**What to produce**
Return the listing below exactly, with the pictures dropped.

**Listing**
┄┄┄┄┄┄┄┄┄┄┄┄┄┄┄┄┄┄┄┄

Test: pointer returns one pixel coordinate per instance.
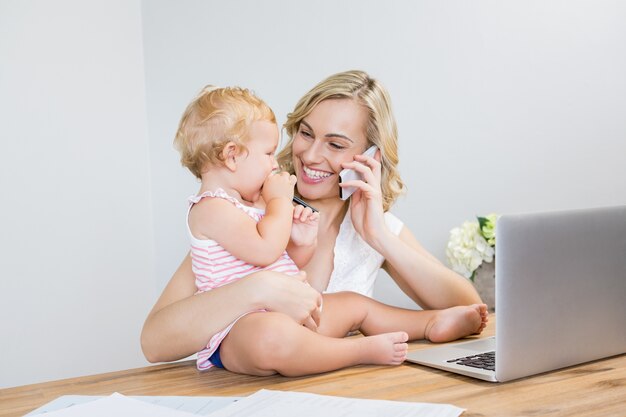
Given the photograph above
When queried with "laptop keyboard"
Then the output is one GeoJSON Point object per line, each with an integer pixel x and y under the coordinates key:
{"type": "Point", "coordinates": [485, 360]}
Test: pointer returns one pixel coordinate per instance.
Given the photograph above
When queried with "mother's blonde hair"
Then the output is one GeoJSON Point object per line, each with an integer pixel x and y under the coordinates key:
{"type": "Point", "coordinates": [380, 130]}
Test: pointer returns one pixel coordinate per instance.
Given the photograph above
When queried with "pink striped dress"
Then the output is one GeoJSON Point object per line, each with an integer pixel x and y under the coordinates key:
{"type": "Point", "coordinates": [213, 267]}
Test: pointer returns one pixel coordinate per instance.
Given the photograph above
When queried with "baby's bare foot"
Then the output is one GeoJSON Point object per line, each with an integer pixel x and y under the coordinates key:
{"type": "Point", "coordinates": [384, 349]}
{"type": "Point", "coordinates": [456, 322]}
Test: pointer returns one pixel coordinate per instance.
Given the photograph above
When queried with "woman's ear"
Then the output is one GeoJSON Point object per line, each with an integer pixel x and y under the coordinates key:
{"type": "Point", "coordinates": [229, 155]}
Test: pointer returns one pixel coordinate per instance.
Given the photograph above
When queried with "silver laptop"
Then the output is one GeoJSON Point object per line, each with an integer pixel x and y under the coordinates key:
{"type": "Point", "coordinates": [560, 297]}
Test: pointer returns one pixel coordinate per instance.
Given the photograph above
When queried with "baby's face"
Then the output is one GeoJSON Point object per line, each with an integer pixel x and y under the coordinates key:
{"type": "Point", "coordinates": [259, 162]}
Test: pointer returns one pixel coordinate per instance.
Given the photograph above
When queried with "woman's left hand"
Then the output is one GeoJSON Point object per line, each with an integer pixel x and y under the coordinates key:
{"type": "Point", "coordinates": [366, 206]}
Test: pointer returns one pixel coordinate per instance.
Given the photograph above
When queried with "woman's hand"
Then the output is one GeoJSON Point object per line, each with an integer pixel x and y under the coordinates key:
{"type": "Point", "coordinates": [366, 206]}
{"type": "Point", "coordinates": [290, 295]}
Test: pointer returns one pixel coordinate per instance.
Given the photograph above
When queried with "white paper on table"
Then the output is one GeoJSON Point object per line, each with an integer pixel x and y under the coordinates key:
{"type": "Point", "coordinates": [201, 406]}
{"type": "Point", "coordinates": [119, 406]}
{"type": "Point", "coordinates": [287, 404]}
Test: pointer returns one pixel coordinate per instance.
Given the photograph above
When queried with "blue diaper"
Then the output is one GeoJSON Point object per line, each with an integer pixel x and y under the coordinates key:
{"type": "Point", "coordinates": [215, 358]}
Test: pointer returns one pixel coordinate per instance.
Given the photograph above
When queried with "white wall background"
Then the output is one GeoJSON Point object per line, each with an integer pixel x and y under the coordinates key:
{"type": "Point", "coordinates": [501, 106]}
{"type": "Point", "coordinates": [76, 238]}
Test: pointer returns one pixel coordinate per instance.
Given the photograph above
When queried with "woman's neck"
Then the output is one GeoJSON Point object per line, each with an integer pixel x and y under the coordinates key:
{"type": "Point", "coordinates": [332, 212]}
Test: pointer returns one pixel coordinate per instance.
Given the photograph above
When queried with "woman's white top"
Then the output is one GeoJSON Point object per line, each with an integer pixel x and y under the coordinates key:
{"type": "Point", "coordinates": [356, 263]}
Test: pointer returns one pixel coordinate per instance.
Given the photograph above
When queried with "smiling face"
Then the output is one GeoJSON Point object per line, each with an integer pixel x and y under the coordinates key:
{"type": "Point", "coordinates": [255, 165]}
{"type": "Point", "coordinates": [331, 134]}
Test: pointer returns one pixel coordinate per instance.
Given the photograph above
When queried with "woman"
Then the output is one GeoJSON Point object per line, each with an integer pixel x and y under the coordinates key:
{"type": "Point", "coordinates": [329, 128]}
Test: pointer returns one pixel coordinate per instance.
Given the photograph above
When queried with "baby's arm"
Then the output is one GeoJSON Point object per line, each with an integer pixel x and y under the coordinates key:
{"type": "Point", "coordinates": [258, 243]}
{"type": "Point", "coordinates": [303, 235]}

┄┄┄┄┄┄┄┄┄┄┄┄┄┄┄┄┄┄┄┄

**Exercise response**
Test: pointer returns one pixel coordinate per instance.
Given the photograph above
When queried with "laptop keyboard"
Then the output is one GeoJSON Point object per line, each with an integer pixel x and y under the coordinates key:
{"type": "Point", "coordinates": [485, 360]}
Test: pointer returns one pixel coordinate per instance.
Given the photograph above
When queried with "mother's blonde hair"
Then the output is one GeoJSON Point object per line, each with an integer pixel x and y under the coordinates key:
{"type": "Point", "coordinates": [380, 130]}
Test: pointer returns one pixel coordinate per instance.
Given the photograph above
When queried with "pink striped dress"
Then the output is one GeoJSON Point object per line, each with an integer pixel x and y under the coordinates key:
{"type": "Point", "coordinates": [213, 267]}
Test: pointer returns one pixel coordinate per instance.
Given the photograph above
When queried with "baby's bare foot"
Then the output is one GeoJSON Point object per line, each with an integer pixel x and y under the coordinates key:
{"type": "Point", "coordinates": [384, 349]}
{"type": "Point", "coordinates": [456, 322]}
Test: pointer returns one pixel coordinate per instance.
Given the photograph above
When queried with "woman's ear"
Then the output is one GeoJSON Point object per line, each with an integer pixel x and y under the coordinates key:
{"type": "Point", "coordinates": [229, 155]}
Test: pointer returns one pixel coordinate per instance.
Given the photograph above
When queried with "silver laptop"
Then the output is one GeoJSON Point object per line, each with an integer pixel x and y under the coordinates key:
{"type": "Point", "coordinates": [560, 297]}
Test: pointer returns one pixel coordinate per instance.
Given the photograph above
When queried with "baby's face"
Then the output is one GeoJSON Point object per line, each with an integer pixel x and y under the coordinates key:
{"type": "Point", "coordinates": [259, 162]}
Test: pointer returns one pixel coordinate per instance.
Given the photograph above
When queried with "woman's left hand"
Then the output is one GeoJSON Point object per line, each with an integer pixel x and y under the coordinates key:
{"type": "Point", "coordinates": [366, 206]}
Test: pointer returns one pixel coordinate per instance.
Given the photograph above
When queried with "woman's hand"
Then the output is one GeoJSON Point object per line, each with an integer pixel x and y under the coordinates key:
{"type": "Point", "coordinates": [366, 206]}
{"type": "Point", "coordinates": [290, 295]}
Test: pointer returns one pixel coordinate per instance.
Given the photograph above
When queried with "white paper on table"
Then the output is one GeoJSON Point object per line, each with an integer pixel x and y under the coordinates key:
{"type": "Point", "coordinates": [201, 406]}
{"type": "Point", "coordinates": [119, 406]}
{"type": "Point", "coordinates": [287, 404]}
Test: pointer returns one pixel coordinate per instance.
Given the photograph above
When queried with "blue diaper"
Then the output is one GeoJSON Point object per line, each with an integer pixel x and y under the coordinates key:
{"type": "Point", "coordinates": [215, 358]}
Test: pointer returns one pixel coordinate per instance.
Given the photograph above
When queried with "white wall background"
Then the output is one GeoJSON Point object per line, each with an integer pixel x and y under the coordinates key:
{"type": "Point", "coordinates": [501, 106]}
{"type": "Point", "coordinates": [76, 238]}
Test: pointer returns one pixel coordinate per instance.
Given the photograph above
When queried with "woman's neck"
Then the output is one GeoJSON Point object per line, each with an integer pixel x and y under the coordinates key:
{"type": "Point", "coordinates": [332, 212]}
Test: pointer returns one pixel coordinate per instance.
Given the photograph above
When queried with "woman's white top"
Then the output is one GeoJSON Point object per line, each with an integer pixel x and y under the coordinates key:
{"type": "Point", "coordinates": [356, 263]}
Test: pointer returns one pixel coordinate per instance.
Given the photograph above
When queried with "smiling face"
Then the output is one GeoJSON Point object per line, each with an integer pixel x and y under the coordinates key:
{"type": "Point", "coordinates": [255, 165]}
{"type": "Point", "coordinates": [331, 134]}
Test: pointer returns one pixel coordinate per instance.
Given the photograph above
When queried with "woman"
Then the output is one GeoJSON Point object per line, each with an integer pixel x and y under the coordinates key:
{"type": "Point", "coordinates": [329, 128]}
Test: pointer returns one pixel coordinate per instance.
Given the photograph above
When queried with "baby's arm"
Then the output is one GeoJSON Point object per line, each with an integer pixel x and y under the coordinates key:
{"type": "Point", "coordinates": [258, 243]}
{"type": "Point", "coordinates": [303, 235]}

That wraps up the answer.